■ Что сделать ■
• a. Ответьте на вопросы по интервью с Ириной Горбачевой:
(i) За какую роль Ирина Горбачева номинирована на «Золотую маску»?
(ii) Сколько человек было отобрано по итогам конкурса во вторую стажерскую группу?
(iii) В каком году Ирину Горбачеву приняли в театр?
• b. Продолжите интервью с Ириной Горбачевой, начав сразу после его последней фразы.

====== Фрагмент текста

«Когда-то я могла на автомате что-то делать, потреблять, выдавать – и не задумываться, и быть всего лишь инструментом. Но настает миг, когда ты понимаешь: смысл профессии не в том, что ты – просто инструмент. То есть – конечно, я инструмент, но на нем надо уметь играть...»
Ирина Горбачева и ее внутренние клоуны
У Ирины Горбачевой немало ипостасей: актриса Мастерской Петра Фоменко, звезда Инстаграма, номинант на «Золотую маску» за роль Елены в «Сне в летнюю ночь», который Мастерская привезла в Таллинн на фестиваль «Золотая маска в Эстонии». Как блестяще Ирина играет в этой шекспировской комедии (а играет она несчастную Елену, которую вначале никто не любит, а потом вдруг начинают любить все) – даже рассказывать не стоит: это надо видеть. О своих внутренних клоунах, тяготах Инстаграма и любви к Шекспиру Ирина рассказала порталу Rus.Postimees.
Как не стать в Инстаграме рабом лампы?
– Как cлучилось, что вы, не будучи ученицей Петра Фоменко, попали в его Мастерскую и стали в конечном счете актрисой его театра?
– Классически получилось: мы, молодые артисты, приходили на отборочные туры в Мастерскую, когда там набирали вторую стажерскую группу. Проходили конкурс, этапов было много, в конечном счете отобрано было шесть человек, включая меня. А с Петром Наумовичем я проработала всего два года. В стажерской группе я была три года, в театр меня приняли в 2013 году.

============
====== Исходные данные

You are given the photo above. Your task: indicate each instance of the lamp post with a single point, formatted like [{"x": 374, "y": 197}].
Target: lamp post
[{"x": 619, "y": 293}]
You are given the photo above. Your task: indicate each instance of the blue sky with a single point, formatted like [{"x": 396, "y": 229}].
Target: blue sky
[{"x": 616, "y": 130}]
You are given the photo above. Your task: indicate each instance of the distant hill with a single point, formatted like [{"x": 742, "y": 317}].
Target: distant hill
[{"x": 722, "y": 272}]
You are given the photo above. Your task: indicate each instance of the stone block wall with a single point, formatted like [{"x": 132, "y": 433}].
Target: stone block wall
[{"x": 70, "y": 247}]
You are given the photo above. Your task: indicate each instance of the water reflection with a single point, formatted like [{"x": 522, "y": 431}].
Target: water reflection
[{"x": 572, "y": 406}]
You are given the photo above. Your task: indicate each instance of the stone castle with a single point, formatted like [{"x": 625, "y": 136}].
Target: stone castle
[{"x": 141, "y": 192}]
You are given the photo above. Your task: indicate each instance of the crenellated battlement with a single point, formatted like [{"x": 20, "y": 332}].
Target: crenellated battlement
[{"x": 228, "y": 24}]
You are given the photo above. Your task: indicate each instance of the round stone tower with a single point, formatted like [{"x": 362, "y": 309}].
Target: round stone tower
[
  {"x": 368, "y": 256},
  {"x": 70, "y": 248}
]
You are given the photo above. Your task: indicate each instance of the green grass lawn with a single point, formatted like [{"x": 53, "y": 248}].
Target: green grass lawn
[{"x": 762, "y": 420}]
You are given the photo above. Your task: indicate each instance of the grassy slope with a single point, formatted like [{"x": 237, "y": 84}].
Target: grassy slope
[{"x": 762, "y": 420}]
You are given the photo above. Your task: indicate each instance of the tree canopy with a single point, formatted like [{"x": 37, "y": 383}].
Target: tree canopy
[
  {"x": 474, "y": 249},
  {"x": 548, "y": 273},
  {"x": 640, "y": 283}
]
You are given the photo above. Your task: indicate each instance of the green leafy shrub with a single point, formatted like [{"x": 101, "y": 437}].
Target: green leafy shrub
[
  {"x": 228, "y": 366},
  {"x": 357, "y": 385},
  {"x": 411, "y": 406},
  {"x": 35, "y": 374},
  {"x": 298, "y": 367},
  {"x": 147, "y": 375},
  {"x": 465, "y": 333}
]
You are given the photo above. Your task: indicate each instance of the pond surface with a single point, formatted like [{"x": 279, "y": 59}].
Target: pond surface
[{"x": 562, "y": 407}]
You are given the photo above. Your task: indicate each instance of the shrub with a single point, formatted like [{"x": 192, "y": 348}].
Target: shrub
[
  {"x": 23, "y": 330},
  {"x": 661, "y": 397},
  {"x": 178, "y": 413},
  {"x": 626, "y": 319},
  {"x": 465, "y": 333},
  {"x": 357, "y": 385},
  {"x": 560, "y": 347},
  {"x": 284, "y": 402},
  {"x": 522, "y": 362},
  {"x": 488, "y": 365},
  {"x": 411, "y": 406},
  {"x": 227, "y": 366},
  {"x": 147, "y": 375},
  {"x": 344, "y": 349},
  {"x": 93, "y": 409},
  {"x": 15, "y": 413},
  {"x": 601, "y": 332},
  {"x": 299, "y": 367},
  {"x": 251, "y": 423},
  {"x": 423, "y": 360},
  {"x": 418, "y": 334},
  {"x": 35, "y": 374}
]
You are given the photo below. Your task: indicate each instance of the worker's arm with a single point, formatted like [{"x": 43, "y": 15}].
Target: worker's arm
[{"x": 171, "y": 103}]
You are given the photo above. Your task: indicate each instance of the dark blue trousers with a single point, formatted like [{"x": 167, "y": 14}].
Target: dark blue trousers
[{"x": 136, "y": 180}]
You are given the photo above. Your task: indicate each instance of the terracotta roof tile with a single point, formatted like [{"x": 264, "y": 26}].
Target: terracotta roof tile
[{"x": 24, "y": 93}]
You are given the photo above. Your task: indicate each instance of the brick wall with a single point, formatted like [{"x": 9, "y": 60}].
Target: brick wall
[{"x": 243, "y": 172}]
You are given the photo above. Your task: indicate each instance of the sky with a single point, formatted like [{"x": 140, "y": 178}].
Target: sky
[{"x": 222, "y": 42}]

============

■ Ответы ■
• a.
(i) За роль Елены в «Сне в летнюю ночь».
(ii) Шесть человек.
(iii) В 2013 году.

• b.
– Все актеры Мастерской знают, что это очень особенный театр – и он остается таковым после смерти Петра Наумовича. Как бы вы определили особенность Мастерской?
– Можно сказать, что наш театр – это... собрание гурманов.
– Которые лакомятся – чем?
– Особенной пищей для ума и для души. Есть некое блюдо, которое Мастерская Петра Фоменко готовит на протяжении многих лет. Зрители привыкают к этому блюду, идут на него и точно знают, что они получат от этого блюда удовольствие. Конечно, без шефа... То, как это блюдо умел готовить Петр Наумович, не умеет больше никто.
Однако есть некий камертон – спектакли Петра Наумовича: разговор с людьми и о людях, и чаще всего – без деления на плохих и хороших. Это всё – жизнь. Разговор о жизни: философский, глубокий, простой – разный. И всё – с самоиронией, приправой, которая отличает, мне кажется, всех артистов Мастерской и дает какую-то воздушную подушку, что ли. Все занимаются театром словно бы и не всерьез.
– Когда ищешь вас в Интернете, после «ирина горбачева актриса» Гугл сразу предлагает поиск по словам «ирина горбачева инстаграм». И, действительно, вы звезда Инстаграма. Сколько у вас подписчиков, два миллиона?..
– Миллион семьсот тысяч.
– Круто.
– Фартануло, да. (Смеется.)
– Какой черт вас понес на эти галеры? И как вы себя ощущаете в роли звезды Инстаграма?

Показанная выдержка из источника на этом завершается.